__What is required__. Search the material and gather each line with "rough" in it.

__Data for this exercise__.
Content starts
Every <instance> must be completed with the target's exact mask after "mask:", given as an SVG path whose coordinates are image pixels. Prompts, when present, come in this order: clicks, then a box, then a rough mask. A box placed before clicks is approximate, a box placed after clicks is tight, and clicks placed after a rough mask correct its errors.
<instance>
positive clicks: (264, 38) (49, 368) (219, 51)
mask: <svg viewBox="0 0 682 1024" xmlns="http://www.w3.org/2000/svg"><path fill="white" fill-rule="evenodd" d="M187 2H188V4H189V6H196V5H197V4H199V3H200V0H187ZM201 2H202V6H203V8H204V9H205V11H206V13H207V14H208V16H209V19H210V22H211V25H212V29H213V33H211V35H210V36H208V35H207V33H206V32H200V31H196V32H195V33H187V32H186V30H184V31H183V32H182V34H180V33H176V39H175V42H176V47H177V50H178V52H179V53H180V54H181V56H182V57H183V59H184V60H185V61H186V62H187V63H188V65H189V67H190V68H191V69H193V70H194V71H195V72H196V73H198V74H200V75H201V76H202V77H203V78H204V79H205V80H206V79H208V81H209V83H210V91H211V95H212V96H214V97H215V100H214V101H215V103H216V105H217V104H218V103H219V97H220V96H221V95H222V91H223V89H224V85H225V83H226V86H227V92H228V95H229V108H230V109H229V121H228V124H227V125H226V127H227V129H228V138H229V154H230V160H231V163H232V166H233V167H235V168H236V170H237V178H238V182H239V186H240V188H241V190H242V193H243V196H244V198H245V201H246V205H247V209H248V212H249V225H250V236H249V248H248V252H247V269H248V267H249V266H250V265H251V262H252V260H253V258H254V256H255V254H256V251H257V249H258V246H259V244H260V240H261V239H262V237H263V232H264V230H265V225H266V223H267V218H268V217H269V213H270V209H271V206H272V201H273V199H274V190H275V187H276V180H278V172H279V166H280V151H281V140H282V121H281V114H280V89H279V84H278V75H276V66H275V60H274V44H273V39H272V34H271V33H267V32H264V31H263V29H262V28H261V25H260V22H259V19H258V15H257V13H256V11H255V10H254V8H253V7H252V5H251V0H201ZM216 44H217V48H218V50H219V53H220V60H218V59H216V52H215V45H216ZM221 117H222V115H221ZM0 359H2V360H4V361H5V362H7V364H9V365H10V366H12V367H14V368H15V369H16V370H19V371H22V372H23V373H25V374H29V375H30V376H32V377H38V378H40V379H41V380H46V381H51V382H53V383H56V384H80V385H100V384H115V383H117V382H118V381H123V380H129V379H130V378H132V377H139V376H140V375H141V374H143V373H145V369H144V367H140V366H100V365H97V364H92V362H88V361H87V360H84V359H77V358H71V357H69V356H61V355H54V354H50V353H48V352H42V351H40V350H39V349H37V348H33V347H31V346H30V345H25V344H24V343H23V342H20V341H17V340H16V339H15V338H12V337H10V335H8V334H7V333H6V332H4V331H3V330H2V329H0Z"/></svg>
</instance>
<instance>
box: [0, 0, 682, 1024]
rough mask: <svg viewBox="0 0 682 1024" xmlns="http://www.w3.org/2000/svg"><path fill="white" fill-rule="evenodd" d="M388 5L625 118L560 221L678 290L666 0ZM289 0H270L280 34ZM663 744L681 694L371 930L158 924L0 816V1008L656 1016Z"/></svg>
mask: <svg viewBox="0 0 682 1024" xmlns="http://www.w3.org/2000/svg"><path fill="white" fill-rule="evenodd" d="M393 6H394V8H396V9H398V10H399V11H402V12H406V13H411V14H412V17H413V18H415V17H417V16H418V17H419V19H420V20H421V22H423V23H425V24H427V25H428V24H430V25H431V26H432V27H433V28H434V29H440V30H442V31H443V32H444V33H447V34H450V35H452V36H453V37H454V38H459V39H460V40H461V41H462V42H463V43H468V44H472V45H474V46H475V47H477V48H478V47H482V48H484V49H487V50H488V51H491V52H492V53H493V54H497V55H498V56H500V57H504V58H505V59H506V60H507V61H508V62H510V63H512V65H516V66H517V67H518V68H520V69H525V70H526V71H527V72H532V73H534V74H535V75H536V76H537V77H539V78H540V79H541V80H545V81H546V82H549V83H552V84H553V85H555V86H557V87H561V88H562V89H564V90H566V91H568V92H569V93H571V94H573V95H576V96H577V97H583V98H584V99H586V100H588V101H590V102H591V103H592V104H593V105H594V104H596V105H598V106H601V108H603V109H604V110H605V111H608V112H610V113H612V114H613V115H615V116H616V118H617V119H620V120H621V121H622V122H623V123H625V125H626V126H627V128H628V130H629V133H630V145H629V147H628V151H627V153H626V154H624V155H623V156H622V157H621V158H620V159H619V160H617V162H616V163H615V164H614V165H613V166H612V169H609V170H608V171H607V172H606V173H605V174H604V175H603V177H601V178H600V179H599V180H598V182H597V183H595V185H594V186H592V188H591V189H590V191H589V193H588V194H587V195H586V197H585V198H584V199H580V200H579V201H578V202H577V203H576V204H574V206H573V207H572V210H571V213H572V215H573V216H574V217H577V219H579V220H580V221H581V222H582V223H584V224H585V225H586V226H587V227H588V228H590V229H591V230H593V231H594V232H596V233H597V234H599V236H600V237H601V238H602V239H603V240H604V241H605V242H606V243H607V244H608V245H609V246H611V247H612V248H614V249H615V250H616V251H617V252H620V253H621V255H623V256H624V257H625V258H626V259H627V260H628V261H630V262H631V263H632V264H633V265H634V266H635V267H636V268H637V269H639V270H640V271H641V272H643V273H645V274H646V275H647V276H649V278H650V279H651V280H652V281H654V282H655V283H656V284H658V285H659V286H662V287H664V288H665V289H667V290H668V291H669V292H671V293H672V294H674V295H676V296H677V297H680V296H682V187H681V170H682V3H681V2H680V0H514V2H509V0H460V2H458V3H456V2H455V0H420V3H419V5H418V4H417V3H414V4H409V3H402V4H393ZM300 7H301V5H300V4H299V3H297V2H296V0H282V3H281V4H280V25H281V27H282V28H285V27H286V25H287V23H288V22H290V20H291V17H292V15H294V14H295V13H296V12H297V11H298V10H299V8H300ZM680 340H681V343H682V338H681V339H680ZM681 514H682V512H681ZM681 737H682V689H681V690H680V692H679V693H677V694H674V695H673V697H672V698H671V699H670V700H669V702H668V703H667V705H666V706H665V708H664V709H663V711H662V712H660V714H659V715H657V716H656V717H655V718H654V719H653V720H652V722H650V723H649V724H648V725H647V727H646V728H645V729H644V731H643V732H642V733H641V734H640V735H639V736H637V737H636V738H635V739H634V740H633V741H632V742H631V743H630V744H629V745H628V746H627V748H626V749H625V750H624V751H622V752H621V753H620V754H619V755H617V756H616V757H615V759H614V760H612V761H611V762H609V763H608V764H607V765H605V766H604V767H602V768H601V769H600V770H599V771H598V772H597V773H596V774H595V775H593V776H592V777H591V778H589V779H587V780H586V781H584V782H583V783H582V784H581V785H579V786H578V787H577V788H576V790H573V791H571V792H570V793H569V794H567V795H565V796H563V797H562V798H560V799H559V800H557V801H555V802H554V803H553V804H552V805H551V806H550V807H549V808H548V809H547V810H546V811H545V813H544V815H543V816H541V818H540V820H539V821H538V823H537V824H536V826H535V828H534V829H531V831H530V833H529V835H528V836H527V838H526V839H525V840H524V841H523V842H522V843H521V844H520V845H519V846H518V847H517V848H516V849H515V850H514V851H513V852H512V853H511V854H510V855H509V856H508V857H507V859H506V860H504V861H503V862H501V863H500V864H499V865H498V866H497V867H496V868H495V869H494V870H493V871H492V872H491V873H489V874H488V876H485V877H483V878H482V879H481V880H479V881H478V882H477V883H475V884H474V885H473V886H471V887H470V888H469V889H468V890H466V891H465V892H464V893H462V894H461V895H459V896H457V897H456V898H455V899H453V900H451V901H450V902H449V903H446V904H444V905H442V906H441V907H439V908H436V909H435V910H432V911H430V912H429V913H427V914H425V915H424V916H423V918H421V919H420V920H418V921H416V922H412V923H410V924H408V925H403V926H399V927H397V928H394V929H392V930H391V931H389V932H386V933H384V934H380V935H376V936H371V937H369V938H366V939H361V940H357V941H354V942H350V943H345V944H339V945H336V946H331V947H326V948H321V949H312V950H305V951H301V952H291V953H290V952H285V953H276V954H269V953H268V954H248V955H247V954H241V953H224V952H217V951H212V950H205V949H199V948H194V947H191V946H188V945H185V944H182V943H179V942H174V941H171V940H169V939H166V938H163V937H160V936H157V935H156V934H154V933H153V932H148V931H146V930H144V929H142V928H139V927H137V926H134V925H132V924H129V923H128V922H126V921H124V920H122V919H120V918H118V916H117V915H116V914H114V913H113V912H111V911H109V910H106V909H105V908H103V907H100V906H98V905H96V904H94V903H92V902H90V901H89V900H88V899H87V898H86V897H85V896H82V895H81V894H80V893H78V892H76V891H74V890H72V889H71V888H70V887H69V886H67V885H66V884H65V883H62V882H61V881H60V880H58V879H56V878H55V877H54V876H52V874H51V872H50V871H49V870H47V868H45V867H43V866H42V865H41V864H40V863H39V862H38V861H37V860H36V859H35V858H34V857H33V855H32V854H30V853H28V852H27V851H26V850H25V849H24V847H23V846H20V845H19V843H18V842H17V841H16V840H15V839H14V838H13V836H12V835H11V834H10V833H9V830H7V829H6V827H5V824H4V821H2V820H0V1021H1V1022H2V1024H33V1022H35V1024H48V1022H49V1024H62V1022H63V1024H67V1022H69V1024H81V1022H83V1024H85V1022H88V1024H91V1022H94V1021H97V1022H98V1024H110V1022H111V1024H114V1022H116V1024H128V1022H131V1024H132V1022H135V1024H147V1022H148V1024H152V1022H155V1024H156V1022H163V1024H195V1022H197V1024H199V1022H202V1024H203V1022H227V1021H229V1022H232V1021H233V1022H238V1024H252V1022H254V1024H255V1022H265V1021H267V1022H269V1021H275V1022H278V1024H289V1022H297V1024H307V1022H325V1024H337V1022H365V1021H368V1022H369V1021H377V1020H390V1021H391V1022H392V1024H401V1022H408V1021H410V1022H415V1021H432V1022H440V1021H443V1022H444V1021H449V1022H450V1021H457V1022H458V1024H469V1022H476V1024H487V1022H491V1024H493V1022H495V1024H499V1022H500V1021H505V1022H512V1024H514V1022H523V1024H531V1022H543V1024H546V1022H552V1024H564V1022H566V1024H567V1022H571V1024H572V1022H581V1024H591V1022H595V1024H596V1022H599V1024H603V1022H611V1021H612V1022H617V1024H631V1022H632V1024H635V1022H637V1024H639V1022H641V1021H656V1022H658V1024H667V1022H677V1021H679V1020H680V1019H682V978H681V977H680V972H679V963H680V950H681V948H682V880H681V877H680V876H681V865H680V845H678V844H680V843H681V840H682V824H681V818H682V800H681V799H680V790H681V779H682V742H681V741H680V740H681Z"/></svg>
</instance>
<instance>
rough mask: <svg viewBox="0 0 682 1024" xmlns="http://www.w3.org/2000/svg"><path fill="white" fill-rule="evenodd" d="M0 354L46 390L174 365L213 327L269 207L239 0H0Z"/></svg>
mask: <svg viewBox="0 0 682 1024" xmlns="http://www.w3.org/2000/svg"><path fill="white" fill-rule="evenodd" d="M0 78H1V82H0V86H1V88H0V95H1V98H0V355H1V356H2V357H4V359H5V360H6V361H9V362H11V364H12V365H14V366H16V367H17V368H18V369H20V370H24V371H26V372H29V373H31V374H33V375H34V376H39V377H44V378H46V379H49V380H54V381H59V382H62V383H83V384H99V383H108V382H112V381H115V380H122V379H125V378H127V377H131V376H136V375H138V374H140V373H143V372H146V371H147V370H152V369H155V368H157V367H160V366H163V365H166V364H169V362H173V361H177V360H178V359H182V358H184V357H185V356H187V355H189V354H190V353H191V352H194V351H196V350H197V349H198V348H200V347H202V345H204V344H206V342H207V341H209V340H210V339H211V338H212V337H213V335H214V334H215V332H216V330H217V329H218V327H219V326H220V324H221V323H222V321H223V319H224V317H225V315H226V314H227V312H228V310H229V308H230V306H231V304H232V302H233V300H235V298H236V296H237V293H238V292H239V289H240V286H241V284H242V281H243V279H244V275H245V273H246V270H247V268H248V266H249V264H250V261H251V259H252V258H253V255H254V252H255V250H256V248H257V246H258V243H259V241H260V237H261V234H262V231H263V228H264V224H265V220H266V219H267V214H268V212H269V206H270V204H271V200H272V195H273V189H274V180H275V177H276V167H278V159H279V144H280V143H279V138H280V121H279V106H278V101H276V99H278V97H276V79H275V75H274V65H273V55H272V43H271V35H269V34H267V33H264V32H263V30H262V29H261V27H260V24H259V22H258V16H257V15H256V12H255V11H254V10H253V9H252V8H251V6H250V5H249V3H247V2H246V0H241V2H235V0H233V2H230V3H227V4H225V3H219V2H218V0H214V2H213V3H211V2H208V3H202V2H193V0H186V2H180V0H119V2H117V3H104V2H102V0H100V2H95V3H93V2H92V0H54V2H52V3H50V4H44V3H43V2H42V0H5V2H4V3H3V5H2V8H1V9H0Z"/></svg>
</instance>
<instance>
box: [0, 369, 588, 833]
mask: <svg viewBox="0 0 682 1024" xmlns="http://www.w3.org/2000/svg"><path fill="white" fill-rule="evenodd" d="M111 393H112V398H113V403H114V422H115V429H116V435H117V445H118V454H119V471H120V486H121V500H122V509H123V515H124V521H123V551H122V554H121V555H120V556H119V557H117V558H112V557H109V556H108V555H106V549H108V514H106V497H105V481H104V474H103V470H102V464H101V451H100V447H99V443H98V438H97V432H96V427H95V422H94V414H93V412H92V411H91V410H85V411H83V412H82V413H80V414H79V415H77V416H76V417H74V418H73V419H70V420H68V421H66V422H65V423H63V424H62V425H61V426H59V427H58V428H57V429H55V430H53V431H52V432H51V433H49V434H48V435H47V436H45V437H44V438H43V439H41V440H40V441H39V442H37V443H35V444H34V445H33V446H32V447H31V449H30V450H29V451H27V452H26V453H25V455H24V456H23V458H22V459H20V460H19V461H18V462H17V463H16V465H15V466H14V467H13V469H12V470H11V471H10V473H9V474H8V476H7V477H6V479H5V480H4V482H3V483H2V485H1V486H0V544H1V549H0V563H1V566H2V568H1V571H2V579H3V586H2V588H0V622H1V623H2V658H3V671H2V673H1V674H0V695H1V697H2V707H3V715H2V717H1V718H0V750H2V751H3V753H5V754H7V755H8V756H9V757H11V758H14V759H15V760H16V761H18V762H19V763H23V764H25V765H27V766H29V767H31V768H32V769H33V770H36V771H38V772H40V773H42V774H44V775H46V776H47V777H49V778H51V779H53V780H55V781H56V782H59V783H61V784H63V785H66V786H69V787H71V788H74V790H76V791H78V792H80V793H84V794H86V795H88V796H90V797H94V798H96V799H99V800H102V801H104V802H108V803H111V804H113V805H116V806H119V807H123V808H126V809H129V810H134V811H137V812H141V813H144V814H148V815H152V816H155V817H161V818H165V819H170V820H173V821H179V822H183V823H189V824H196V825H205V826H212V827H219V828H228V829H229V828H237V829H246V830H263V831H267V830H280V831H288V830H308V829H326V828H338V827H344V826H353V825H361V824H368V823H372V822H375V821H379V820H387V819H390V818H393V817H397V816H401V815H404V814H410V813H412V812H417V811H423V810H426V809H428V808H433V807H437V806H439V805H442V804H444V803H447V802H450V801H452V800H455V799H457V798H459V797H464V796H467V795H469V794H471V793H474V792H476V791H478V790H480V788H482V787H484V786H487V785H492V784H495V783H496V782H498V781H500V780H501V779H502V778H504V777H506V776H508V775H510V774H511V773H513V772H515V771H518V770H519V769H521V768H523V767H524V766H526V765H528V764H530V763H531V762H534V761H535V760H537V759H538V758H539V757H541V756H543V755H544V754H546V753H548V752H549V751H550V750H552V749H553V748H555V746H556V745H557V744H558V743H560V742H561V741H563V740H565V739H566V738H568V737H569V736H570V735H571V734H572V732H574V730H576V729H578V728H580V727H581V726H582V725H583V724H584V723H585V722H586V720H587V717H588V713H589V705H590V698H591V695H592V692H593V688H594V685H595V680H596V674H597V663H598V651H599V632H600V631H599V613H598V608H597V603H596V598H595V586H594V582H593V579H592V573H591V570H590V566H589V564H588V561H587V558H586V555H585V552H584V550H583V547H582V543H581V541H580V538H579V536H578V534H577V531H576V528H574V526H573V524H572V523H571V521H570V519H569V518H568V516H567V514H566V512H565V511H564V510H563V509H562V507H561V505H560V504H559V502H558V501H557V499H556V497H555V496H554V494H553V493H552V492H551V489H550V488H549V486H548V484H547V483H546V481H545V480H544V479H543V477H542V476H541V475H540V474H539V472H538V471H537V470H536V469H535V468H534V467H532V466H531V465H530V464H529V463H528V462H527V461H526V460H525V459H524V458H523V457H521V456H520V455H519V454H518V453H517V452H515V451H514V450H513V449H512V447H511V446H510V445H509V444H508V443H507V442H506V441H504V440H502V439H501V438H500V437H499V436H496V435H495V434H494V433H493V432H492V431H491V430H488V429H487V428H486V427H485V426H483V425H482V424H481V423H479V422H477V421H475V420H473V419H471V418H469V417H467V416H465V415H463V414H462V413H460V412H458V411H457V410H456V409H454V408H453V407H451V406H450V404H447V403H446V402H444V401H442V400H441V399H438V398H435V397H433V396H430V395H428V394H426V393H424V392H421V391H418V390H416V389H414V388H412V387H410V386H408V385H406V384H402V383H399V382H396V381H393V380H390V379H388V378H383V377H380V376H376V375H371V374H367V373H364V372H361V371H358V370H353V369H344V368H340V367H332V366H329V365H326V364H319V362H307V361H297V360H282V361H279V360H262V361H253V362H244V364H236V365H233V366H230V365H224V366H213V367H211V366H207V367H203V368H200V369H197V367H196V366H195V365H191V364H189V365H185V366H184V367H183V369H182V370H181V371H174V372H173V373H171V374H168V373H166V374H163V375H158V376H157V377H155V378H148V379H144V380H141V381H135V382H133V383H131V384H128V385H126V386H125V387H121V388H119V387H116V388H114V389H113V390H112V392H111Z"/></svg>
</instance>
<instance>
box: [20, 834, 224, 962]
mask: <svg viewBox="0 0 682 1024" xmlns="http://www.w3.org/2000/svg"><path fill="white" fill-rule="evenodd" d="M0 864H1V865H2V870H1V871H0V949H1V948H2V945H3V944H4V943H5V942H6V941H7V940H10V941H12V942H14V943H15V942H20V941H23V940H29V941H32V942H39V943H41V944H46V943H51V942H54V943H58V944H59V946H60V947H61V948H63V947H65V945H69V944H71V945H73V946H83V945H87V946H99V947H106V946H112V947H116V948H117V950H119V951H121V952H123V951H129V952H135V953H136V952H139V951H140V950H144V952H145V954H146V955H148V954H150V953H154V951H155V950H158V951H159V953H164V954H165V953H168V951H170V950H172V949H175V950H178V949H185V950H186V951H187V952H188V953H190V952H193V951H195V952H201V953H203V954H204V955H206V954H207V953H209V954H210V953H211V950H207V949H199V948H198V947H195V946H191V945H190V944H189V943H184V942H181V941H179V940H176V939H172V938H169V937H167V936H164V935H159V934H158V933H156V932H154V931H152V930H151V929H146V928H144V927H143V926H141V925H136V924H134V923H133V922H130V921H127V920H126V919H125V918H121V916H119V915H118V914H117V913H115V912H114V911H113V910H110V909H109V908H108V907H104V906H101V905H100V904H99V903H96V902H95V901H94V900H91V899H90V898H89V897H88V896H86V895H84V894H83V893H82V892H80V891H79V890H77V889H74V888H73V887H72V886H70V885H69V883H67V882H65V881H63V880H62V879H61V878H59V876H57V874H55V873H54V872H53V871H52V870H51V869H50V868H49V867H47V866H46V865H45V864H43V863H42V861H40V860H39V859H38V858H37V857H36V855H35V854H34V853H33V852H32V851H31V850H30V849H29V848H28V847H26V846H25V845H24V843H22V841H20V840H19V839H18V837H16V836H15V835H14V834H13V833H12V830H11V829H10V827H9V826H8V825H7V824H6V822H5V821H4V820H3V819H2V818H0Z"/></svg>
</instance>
Content ends
__Reply to the exercise__.
Every <instance> must be completed with the target's exact mask after "mask:", given as an SVG path whose coordinates are image pixels. Prompts, when present, come in this order: clicks, then a box, then a rough mask. A box placed before clicks is approximate, a box placed after clicks is tight, and clicks placed after a rough mask correct its errors.
rough mask: <svg viewBox="0 0 682 1024" xmlns="http://www.w3.org/2000/svg"><path fill="white" fill-rule="evenodd" d="M388 5L625 118L560 221L678 290L666 0ZM289 0H270L280 34ZM663 744L681 694L371 930L158 924L0 816V1008L656 1016Z"/></svg>
rough mask: <svg viewBox="0 0 682 1024" xmlns="http://www.w3.org/2000/svg"><path fill="white" fill-rule="evenodd" d="M0 354L46 390L174 365L213 327L269 207L239 0H0Z"/></svg>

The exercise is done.